• THE PROBLEM:
Report each line in the rows below that contains the word "black", and copy every such line in full.

= = =

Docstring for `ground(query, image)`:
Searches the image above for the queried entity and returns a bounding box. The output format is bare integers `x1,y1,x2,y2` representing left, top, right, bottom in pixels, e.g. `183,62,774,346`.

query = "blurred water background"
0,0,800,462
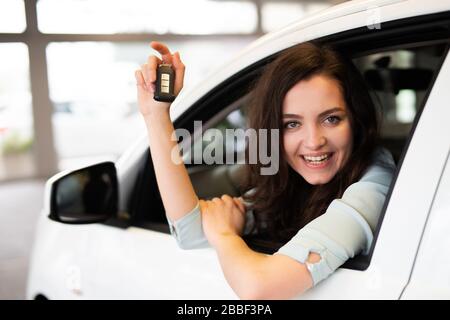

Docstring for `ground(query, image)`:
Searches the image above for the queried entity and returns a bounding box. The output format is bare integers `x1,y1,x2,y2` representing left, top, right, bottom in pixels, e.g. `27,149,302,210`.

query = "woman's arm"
135,42,198,221
200,196,320,299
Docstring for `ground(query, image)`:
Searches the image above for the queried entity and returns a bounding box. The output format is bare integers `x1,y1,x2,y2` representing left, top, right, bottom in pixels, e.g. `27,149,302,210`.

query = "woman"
136,42,395,299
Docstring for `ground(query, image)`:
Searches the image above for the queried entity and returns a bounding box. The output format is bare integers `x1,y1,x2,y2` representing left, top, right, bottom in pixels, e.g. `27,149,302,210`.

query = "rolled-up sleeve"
166,202,254,249
275,149,395,285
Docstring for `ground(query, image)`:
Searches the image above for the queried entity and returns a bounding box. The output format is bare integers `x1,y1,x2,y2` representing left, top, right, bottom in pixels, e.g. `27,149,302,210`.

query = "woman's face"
282,75,353,185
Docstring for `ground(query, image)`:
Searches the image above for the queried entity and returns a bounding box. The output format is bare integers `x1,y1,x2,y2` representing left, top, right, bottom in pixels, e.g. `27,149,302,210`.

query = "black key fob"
153,63,175,102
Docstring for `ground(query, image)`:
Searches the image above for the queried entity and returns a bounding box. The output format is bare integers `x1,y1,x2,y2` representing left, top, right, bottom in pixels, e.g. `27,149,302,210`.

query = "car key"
153,63,175,102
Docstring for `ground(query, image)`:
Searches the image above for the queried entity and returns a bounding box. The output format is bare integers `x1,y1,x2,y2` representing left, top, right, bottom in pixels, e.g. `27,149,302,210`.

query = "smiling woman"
135,42,395,299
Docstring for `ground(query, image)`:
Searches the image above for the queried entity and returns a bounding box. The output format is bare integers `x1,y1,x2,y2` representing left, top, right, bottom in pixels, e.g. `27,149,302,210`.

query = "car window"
353,44,446,163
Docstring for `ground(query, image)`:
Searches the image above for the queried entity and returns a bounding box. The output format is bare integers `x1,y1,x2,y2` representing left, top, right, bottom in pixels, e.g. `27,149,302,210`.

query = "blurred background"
0,0,344,299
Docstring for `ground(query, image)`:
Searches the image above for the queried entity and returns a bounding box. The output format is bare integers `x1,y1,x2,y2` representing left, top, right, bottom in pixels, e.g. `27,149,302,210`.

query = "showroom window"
0,0,26,33
38,0,257,35
0,43,35,180
0,0,268,181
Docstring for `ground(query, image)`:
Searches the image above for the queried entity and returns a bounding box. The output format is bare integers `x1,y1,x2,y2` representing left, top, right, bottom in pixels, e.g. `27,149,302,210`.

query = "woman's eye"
325,116,341,124
284,121,300,129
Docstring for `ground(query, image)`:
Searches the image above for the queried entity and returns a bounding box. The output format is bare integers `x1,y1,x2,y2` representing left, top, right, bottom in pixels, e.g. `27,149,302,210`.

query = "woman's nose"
304,127,327,150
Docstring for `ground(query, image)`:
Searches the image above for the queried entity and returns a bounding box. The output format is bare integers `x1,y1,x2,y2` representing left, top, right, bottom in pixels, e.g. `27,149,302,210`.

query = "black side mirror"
49,162,119,224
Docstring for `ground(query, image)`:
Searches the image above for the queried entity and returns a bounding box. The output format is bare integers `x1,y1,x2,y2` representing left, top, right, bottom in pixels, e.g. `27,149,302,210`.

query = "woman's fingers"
150,41,172,64
147,56,161,83
233,198,246,212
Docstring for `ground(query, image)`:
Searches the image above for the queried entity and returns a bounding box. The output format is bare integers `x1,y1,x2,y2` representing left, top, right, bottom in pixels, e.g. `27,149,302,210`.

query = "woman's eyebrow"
283,107,345,119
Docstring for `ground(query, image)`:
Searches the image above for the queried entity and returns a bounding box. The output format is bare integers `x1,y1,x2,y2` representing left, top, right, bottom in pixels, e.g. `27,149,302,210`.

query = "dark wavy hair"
243,42,379,243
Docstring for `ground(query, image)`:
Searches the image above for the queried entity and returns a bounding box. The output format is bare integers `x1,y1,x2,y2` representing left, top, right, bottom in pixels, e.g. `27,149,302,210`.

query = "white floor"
0,180,45,300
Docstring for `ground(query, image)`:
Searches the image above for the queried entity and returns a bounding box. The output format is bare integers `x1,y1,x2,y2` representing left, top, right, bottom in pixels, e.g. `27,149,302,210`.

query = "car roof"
116,0,450,173
171,0,450,119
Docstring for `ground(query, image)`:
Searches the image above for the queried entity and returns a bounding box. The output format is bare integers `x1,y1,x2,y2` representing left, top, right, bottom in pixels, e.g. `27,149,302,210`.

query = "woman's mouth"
300,152,334,169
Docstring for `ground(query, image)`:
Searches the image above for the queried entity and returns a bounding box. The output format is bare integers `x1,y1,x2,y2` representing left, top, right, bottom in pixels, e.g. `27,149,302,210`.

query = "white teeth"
303,154,328,162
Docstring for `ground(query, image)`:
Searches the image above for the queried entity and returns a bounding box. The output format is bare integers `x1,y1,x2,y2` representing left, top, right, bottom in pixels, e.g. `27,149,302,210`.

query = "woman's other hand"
200,195,246,247
135,41,185,117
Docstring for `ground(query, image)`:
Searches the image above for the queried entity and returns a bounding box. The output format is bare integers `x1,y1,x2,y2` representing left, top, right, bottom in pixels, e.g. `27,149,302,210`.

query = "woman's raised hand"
135,41,185,117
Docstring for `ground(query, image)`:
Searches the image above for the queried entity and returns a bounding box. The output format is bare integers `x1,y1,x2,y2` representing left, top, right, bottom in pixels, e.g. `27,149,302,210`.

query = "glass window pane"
0,43,35,180
0,0,26,33
47,39,255,169
37,0,257,34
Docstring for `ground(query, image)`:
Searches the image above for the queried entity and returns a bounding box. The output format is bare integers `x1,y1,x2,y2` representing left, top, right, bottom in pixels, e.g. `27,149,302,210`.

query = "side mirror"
49,162,119,224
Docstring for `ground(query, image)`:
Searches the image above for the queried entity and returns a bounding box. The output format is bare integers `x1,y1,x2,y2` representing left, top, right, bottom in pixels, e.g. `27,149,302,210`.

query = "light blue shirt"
168,148,395,285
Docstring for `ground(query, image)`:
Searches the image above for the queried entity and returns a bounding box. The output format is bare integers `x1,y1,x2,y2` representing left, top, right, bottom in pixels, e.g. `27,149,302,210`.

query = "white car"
27,0,450,299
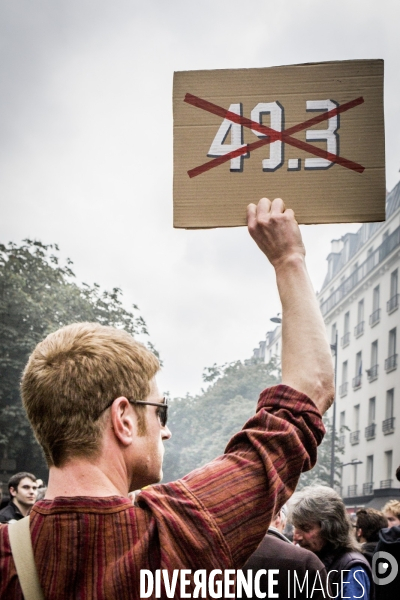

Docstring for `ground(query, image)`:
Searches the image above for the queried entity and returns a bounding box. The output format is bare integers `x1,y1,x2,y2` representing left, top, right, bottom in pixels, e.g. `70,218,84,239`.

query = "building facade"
318,183,400,507
254,183,400,511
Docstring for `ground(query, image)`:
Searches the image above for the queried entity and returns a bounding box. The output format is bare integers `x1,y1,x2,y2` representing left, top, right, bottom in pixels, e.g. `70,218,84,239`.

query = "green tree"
164,360,343,489
0,240,154,476
297,414,344,490
164,360,280,481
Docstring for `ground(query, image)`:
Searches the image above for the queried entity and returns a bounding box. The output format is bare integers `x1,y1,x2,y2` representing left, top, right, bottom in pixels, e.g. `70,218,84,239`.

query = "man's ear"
111,396,137,446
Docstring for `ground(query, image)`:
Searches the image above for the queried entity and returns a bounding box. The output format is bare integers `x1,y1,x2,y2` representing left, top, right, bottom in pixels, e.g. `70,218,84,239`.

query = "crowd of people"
0,198,400,600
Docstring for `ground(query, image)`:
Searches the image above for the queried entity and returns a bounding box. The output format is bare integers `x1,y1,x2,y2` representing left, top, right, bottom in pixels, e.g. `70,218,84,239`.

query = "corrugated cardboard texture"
173,60,386,228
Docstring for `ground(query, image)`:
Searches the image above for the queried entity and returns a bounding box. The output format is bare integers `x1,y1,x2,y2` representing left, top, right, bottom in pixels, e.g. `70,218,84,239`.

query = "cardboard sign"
173,60,386,228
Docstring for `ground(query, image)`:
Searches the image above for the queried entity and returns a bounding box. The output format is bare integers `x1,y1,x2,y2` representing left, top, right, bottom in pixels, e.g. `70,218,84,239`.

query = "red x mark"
184,94,365,178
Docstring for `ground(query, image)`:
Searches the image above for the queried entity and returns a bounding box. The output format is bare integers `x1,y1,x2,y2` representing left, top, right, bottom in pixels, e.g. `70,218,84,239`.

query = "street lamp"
330,329,342,488
340,459,363,496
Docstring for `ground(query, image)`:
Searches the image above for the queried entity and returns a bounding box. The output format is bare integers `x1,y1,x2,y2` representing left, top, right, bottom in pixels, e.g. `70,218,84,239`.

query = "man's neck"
12,498,32,517
45,458,129,500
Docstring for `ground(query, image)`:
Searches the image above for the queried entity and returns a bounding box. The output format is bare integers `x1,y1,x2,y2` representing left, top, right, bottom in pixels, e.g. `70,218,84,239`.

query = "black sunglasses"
95,397,168,427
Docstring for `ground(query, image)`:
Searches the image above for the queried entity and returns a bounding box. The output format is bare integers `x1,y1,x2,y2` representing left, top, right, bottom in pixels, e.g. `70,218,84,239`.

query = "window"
354,300,364,337
342,312,350,348
339,360,348,398
386,269,399,314
357,300,364,323
343,312,350,333
366,455,374,483
353,350,362,390
385,388,394,419
369,285,381,327
331,323,337,344
371,340,378,366
389,327,396,356
390,269,399,298
385,450,393,479
372,285,379,311
367,340,378,381
365,397,376,440
342,360,348,383
368,397,376,425
382,388,395,435
353,404,360,431
385,327,397,373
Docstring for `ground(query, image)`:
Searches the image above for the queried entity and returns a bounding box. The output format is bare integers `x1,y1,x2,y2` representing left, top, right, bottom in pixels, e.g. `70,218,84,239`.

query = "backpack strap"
8,516,44,600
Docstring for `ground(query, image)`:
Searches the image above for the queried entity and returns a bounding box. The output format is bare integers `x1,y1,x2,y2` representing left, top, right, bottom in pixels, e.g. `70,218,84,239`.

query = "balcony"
385,354,397,373
363,481,374,496
365,423,376,440
366,365,378,383
382,417,395,435
347,483,357,498
380,479,392,489
354,321,365,338
321,226,400,317
350,429,360,446
352,375,362,390
369,308,381,327
386,294,400,315
340,331,350,348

= = =

• SOLUTION TO THIS TASK:
query = "black key fob"
query = "black side mirror"
query = "black sunglasses"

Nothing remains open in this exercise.